Benchmark Tests This section defines the individual benchmark tests used to evaluate the performance and behavior of a DUT implementing ROV. Each test focuses on a specific aspect of the ROV processing pipeline, including VRP ingestion, validation, interaction with BGP, scalability limits, and robustness under stress and failure conditions. All tests assume the laboratory setup and input conditions described previously.

ROV Update Processing Latency Objective: Measure the latency from the arrival of an RTR PDU until the new VRP information is installed in the DUT's internal ROV tables. The test procedures for ROV update processing latency are listed below:

1. Prepare baseline state
   • Establish RTR session between DUT and the RTR emulator.
   • Preload DUT with a selected baseline VRP size (e.g., 100k VRPs).
   • Ensure BGP is fully converged.
2. Inject controlled RTR update
   • From the emulator, send a controlled incremental update. The test must state whether the update affects a single VRP or a batch of multiple VRPs.
   • For each changed VRP, document whether the operation is an addition, withdrawal, or modification.

** DATA SECTION **

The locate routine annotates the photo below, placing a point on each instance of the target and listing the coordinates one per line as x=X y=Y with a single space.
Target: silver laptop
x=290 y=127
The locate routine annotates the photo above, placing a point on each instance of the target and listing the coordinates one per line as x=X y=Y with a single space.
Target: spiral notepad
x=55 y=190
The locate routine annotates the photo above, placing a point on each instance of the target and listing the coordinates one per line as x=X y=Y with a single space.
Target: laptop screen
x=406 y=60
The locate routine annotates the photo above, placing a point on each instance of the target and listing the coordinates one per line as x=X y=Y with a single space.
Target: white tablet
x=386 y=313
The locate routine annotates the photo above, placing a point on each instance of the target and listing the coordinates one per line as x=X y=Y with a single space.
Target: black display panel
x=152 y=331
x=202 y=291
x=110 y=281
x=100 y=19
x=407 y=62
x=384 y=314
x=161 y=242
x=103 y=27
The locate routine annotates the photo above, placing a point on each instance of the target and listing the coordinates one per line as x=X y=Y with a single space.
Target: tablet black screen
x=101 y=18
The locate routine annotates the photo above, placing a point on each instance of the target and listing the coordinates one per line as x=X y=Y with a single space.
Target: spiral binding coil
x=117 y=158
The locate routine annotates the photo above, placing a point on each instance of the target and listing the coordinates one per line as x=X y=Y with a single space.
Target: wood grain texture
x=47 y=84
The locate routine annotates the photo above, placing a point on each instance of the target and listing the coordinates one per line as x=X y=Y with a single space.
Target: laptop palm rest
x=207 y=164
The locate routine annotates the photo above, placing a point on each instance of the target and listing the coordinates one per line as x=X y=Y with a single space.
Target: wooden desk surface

** TASKS TO CARRY OUT **
[a] In the ROV benchmark text, what baseline size is given as an example when preloading the DUT with VRPs?
[b] Continue the ROV benchmark text from the point where it stops.

** EXERCISE RESPONSES **
[a] 100k VRPs.

[b]
   • Document the expected validation-state change triggered by the update, such as Valid-to-Invalid due to origin-AS mismatch, Valid-to-Invalid due to prefix-length violation, Invalid-to-Valid, Valid-to-NotFound, Invalid-to-NotFound, or NotFound-to-Valid.
   • Alternatively, for full-refresh tests, send a full VRP set replacement PDU sequence and document the number and type of VRP changes contained in the replacement.
3. Timestamp PDU transmission
   • Record the exact moment the first update PDU is sent.
4. Monitor DUT internal state
   • Use device instrumentation (API, CLI, or telemetry) to detect the exact moment the VRP table reflects the update.
   • Confirm the VRP entry has been added, removed, or modified as expected.
5. Calculate latency
   • The latency is the time difference between the moment the RTR PDU is sent and the moment the VRP is applied on the DUT. For batch updates, the report should distinguish first-VRP installation latency, last-VRP installation latency, and aggregate batch processing time when the DUT exposes sufficient instrumentation.
6. Repeat for multiple VRP table sizes
   • E.g., 50k, 100k, 500k, and 1M VRPs.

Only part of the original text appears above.